(Beginning of Page text)
The smoking gun: govt involved in formation of SW NHS pay cartel ‘national pilot project’

Since I first learned, and started writing, about the South-West NHS Pay, Terms and Conditions Consortium (from here ‘the cartel’ or SWC), I’ve been convinced that the government was involved – in spite of its consistent denials – in the formation of the cartel with a view to using it as a pilot project that will be rolled out in the rest of the country if it is successful in the South-West.

Then-Health Secretary Andrew Lansley, during the House of Commons debate on the NHS on 16 July, insisted that the activities of the cartel were a matter for employees and not for government interference, and that pay cuts were not and never had been part of the government’s plan. This failure under pressure to follow through on an agreement given to the cartel only a week before may well have cost Lansley his job.

It’s very plain – and on record as shown in the article linked in the previous paragraph – that the government approves of the cartel’s plans to reduce the pay of health-workers, thus undermining national negotiations. But equally clearly, the government wants to be able to distance itself from the political fall-out of the plans, maintaining plausible deniability of any involvement in what is without question an attempt to introduce regional pay in defiance of the established national framework for negotiations, ‘Agenda for Pay’ (AfC). Hence the various statements about it being a matter for employers and not for government.
(End of Page text)
* [Task item] Could you update the passage from the post on the South-West NHS pay cartel that opens with the words containing "The smoking gun: govt" and closes with "Lansley his job.", writing it out again with "the consortium" in place of "the cartel"?
(Beginning of Information supplied)
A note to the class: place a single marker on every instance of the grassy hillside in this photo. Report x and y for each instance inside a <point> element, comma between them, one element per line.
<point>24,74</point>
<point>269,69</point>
(End of Information supplied)
* [Exercise answer]
The smoking gun: govt involved in formation of SW NHS pay cartel ‘national pilot project’

Since I first learned, and started writing, about the South-West NHS Pay, Terms and Conditions Consortium (from here ‘the consortium’ or SWC), I’ve been convinced that the government was involved – in spite of its consistent denials – in the formation of the consortium with a view to using it as a pilot project that will be rolled out in the rest of the country if it is successful in the South-West.

Then-Health Secretary Andrew Lansley, during the House of Commons debate on the NHS on 16 July, insisted that the activities of the consortium were a matter for employees and not for government interference, and that pay cuts were not and never had been part of the government’s plan. This failure under pressure to follow through on an agreement given to the consortium only a week before may well have cost Lansley his job.